» ARTICLE
____

Fergie's european record is nothing to write home about. I also agree think they should have done better over the years. Definitely looking more and more likely that Moyes is gonna be the man. If I were an Everton fan I would not be bothered about him going but more worried who is coming in to replace him, some of the names mentioned are good Laudrup and Martinez but 2 others that have sprung up this morning are Mark Hughes and Martin O'Neil 2 relegation fodder clowns those 2.


----------



## Papas1982 (May 9, 2013)

But O'Neil is clearly a brilliant manager. He's won a trophy and that's all that counts apparently.........?


----------



## In_The_Rough (May 9, 2013)

Papas1982 said:



			But O'Neil is clearly a brilliant manager. He's won a trophy and that's all that counts apparently.........?
		
Click to expand...

Are we on about his days at Celtic? or when he was at Leics? Can't remember that far back I was still at school. Did well at Sunderland though Good to resume our debate pal how are you this fine morning


----------



## Fader (May 9, 2013)

In_The_Rough said:



			Fergie's european record is nothing to write home about. I also agree think they should have done better over the years. Definitely looking more and more likely that Moyes is gonna be the man. If I were an Everton fan I would not be bothered about him going but more worried who is coming in to replace him, some of the names mentioned are good Laudrup and Martinez but 2 others that have sprung up this morning are *Mark Hughes and Martin O'Neil* 2 relegation fodder clowns those 2.
		
Click to expand...

2 managers that like to splash the cash on worthless players... Everton have no cash so have to sell before they can buy i'd feel for them if either of those 2 relegation monkies got the job! I think Martinez would be a superb appointment for them.


----------



## One Planer (May 9, 2013)

Fader said:



			2 managers that like to splash the cash on worthless players... Everton have no cash so have to sell before they can buy i'd feel for them if either of those 2 relegation monkies got the job! I think Martinez would be a superb appointment for them.
		
Click to expand...

I would like to think Martinez would show Dave Whelan the same loyalty he has been afforded if they are relegated and stay at Wigan.


----------



## Papas1982 (May 9, 2013)

In_The_Rough said:



			Are we on about his days at Celtic? or when he was at Leics? Can't remember that far back I was still at school. Did well at Sunderland though Good to resume our debate pal how are you this fine morning[/
he won a league cup at Leicester, as well as gaining promotion. As for up in Scotland, that doesn't count. 

I was only stirring, I agree that both the aforementioned aren't good enough. MON is a poor mans Moyes. He always starts well as he galvanises players but after that the wheels fall off. His self acclaimed record at villa was right up there with Redknapp and Pompey. Splash the cash the. Take the plaudits whilst the team to into financial meltdown. 

Btw, I was at school during MON's glory days too. Ain't that old lol
		
Click to expand...


----------



## In_The_Rough (May 9, 2013)

Fader said:



			2 managers that like to splash the cash on worthless players... Everton have no cash so have to sell before they can buy i'd feel for them if either of those 2 relegation monkies got the job! I think Martinez would be a superb appointment for them.

____

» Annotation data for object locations
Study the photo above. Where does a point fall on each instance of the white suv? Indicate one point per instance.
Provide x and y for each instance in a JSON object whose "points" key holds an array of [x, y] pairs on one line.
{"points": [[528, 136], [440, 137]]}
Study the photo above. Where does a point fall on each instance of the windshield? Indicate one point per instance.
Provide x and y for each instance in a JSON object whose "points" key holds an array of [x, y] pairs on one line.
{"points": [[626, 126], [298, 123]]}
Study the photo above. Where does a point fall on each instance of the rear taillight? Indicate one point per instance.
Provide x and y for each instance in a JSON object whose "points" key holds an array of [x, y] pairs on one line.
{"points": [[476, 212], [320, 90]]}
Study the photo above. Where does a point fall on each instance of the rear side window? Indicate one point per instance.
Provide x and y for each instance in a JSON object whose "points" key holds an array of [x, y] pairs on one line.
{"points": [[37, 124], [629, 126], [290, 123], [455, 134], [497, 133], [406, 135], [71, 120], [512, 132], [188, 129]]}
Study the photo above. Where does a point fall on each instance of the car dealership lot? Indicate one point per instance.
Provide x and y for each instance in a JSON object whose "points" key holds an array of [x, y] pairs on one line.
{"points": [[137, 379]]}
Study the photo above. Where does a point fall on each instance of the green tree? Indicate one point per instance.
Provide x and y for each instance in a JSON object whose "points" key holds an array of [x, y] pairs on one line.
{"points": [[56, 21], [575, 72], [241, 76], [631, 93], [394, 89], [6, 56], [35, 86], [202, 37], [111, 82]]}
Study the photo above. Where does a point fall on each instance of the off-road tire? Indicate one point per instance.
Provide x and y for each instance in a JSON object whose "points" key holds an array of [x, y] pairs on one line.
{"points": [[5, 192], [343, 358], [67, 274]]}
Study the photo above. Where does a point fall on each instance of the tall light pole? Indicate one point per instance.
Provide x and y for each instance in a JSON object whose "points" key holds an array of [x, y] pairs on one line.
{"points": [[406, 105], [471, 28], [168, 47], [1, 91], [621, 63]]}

____

» PROBLEM SET
(a) List the managers the forum thread names as possible replacements if Moyes leaves Everton.
(b) According to the forum thread, why would Fader feel for Everton if Mark Hughes or Martin O'Neil got the job?
(c) Copy the forum thread's text between "## One Planer" and "stay at Wigan.", inclusive.

» OUTPUTS
(a) Laudrup, Martinez, Mark Hughes, Martin O'Neil

(b) Both managers like to splash the cash on worthless players. Everton have no cash and must sell before they can buy.

(c)
## One Planer (May 9, 2013)

Fader said:



			2 managers that like to splash the cash on worthless players... Everton have no cash so have to sell before they can buy i'd feel for them if either of those 2 relegation monkies got the job! I think Martinez would be a superb appointment for them.
		
Click to expand...

I would like to think Martinez would show Dave Whelan the same loyalty he has been afforded if they are relegated and stay at Wigan.